= MATERIALS PROVIDED =
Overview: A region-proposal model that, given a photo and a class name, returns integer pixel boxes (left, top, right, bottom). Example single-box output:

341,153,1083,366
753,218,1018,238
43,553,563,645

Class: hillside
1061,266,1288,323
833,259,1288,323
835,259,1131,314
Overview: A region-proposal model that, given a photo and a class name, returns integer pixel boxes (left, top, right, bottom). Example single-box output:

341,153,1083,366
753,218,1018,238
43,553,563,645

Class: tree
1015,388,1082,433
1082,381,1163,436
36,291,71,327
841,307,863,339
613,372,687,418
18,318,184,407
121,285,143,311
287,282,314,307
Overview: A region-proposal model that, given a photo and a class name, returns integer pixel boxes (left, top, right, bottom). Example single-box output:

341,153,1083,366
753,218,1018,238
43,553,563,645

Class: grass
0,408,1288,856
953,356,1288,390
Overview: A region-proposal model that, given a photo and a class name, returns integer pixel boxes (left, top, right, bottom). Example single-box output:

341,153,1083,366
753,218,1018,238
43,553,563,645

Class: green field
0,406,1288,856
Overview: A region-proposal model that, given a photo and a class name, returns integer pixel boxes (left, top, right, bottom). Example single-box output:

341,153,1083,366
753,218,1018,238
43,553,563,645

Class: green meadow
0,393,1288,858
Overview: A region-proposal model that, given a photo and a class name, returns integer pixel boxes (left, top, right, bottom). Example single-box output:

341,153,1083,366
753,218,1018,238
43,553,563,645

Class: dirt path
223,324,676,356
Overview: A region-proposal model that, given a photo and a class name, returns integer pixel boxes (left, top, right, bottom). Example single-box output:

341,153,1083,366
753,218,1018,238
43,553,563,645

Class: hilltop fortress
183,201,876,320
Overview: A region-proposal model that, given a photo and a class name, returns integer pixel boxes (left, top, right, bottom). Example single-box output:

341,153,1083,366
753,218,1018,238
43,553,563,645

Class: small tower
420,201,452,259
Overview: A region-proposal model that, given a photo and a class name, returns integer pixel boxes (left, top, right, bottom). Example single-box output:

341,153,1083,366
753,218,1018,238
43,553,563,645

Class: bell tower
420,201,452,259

= TASK INSTRUCTIONS =
Lay out the whole listing above as a Markdown table with two columns, No. and Line. Number the rows in order and leave out the blank lines.

= EXERCISE OUTPUT =
| No. | Line |
|---|---|
| 1 | Overview: A region-proposal model that, given a photo and a class name, returns integer pixel boxes (left, top, right, bottom). Example single-box output: |
| 2 | 341,153,1083,366 |
| 3 | 753,218,1018,238 |
| 4 | 43,553,563,645 |
| 5 | Class: hillside |
| 6 | 1061,266,1288,323 |
| 7 | 833,259,1288,323 |
| 8 | 835,259,1131,314 |
| 9 | Overview: A region-proposal model that, given a photo and a class name, returns integer pixel boxes (left, top, right, bottom). Example single-box output: |
| 10 | 341,153,1083,366 |
| 11 | 753,218,1018,238 |
| 12 | 43,553,563,645 |
| 13 | Class: tree |
| 14 | 1015,388,1082,433 |
| 15 | 1082,381,1163,436 |
| 16 | 36,291,71,327 |
| 17 | 841,307,863,339 |
| 18 | 613,372,687,418 |
| 19 | 18,318,184,407 |
| 20 | 121,285,143,311 |
| 21 | 287,282,314,307 |
| 22 | Overview: A region-proposal model that, given a photo and a class name, returns integer pixel boxes (left, top, right, bottom). Example single-box output: |
| 23 | 341,153,1083,366 |
| 24 | 753,218,1018,238 |
| 25 | 43,553,563,645 |
| 26 | Class: grass |
| 27 | 0,408,1288,856 |
| 28 | 953,356,1288,390 |
| 29 | Overview: A region-proposal model that, given a photo and a class name, returns integer pixel boxes (left, top, right, bottom). Example single-box output: |
| 30 | 341,153,1083,366 |
| 31 | 753,218,1018,238 |
| 32 | 43,553,563,645 |
| 33 | Class: green field |
| 34 | 0,406,1288,856 |
| 35 | Overview: A region-proposal model that, given a photo and a class name, returns integer pixel boxes (left, top, right, bottom). Example single-box output: |
| 36 | 341,153,1083,366 |
| 37 | 753,218,1018,238 |
| 38 | 43,553,563,645 |
| 39 | Class: green meadow |
| 40 | 0,393,1288,858 |
| 41 | Overview: A region-proposal model that, given a photo and a class name, returns integer pixel boxes (left, top, right, bottom). Example single-box output: |
| 42 | 341,153,1083,366 |
| 43 | 753,218,1018,238 |
| 44 | 43,553,563,645 |
| 45 | Class: dirt path |
| 46 | 223,324,676,356 |
| 47 | Overview: A region-proposal model that, given a photo and a class name, returns integer pixel boxes (left, top, right, bottom). Example single-box output: |
| 48 | 341,153,1083,366 |
| 49 | 753,218,1018,238 |
| 50 | 43,553,563,645 |
| 51 | Class: hilltop fortress |
| 52 | 183,201,876,320 |
| 53 | Overview: A region-proposal model that, given a photo and a class name, returns integer pixel boxes (left, top, right, bottom). Example single-box output: |
| 54 | 341,153,1083,366 |
| 55 | 753,218,1018,238 |
| 56 | 43,553,563,645 |
| 57 | Class: small tower |
| 58 | 420,201,452,259 |
| 59 | Overview: A region-proposal model that, given a photo and a class name, returns integer pixel boxes (left, top, right, bottom). Example single-box output: |
| 60 | 341,153,1083,366 |
| 61 | 753,218,1018,238 |
| 62 | 43,553,563,645 |
| 63 | Class: bell tower |
| 64 | 420,201,452,259 |